PROMPT →
Extract every line of the items below that contains the string "puts" and copy each such line in full. The match is case-sensitive.

DATASET EXTRACT →

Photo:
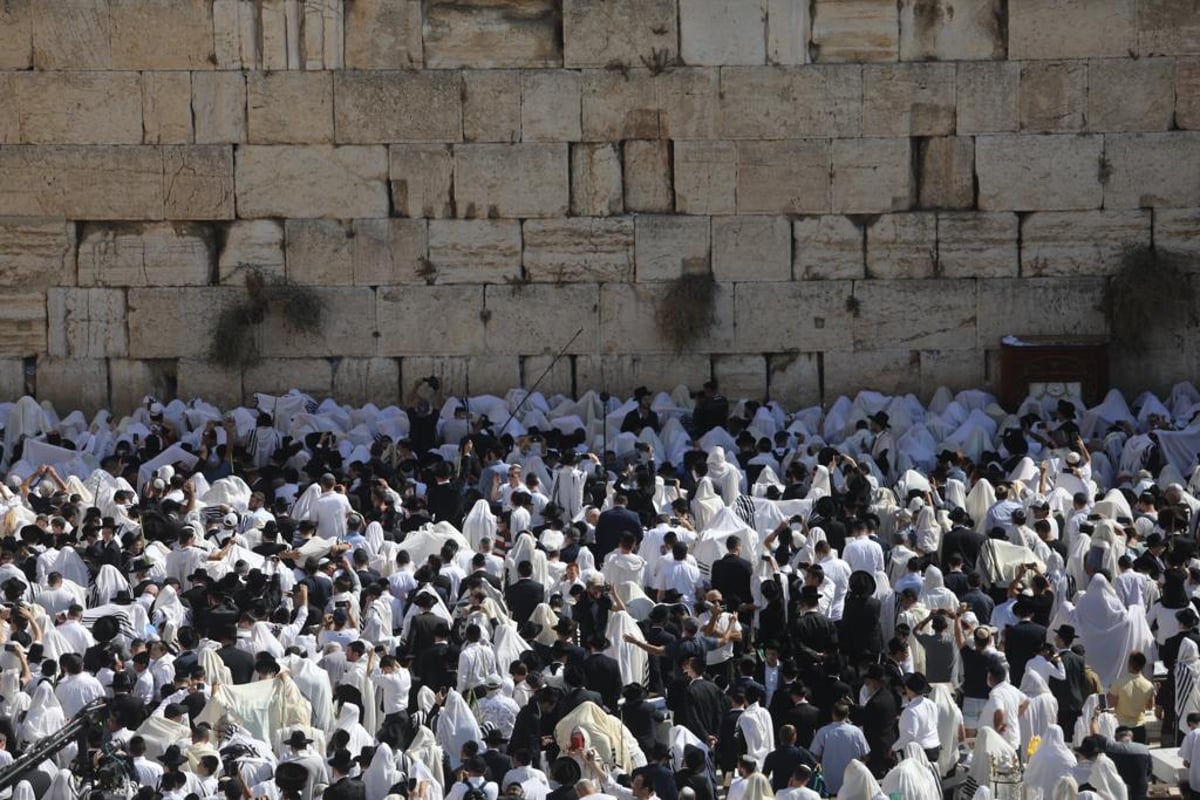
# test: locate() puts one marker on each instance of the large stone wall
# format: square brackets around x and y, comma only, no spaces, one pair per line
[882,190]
* * *
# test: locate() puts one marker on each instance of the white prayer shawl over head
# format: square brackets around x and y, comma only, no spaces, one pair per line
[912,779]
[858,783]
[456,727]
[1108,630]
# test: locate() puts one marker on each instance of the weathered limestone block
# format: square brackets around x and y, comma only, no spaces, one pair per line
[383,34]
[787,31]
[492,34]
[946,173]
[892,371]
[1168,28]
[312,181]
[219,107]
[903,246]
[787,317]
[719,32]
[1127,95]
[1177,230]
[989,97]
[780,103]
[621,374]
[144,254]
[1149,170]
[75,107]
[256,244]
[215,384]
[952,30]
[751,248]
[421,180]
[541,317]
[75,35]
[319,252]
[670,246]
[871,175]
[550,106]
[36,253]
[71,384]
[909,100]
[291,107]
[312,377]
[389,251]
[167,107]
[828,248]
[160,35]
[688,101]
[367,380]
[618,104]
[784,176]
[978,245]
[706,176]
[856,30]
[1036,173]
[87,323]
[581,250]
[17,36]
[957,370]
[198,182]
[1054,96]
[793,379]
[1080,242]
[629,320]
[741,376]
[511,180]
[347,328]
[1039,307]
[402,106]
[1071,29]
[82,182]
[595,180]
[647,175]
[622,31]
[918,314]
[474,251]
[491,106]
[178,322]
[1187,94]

RESULT FOR THIS TASK →
# test: locate() puts one marker on each instance of the large stone wall
# test: locate() puts one marker on each instance of the white prayer shawl over head
# test: locate() puts one marker on each instance of the weathered limestone block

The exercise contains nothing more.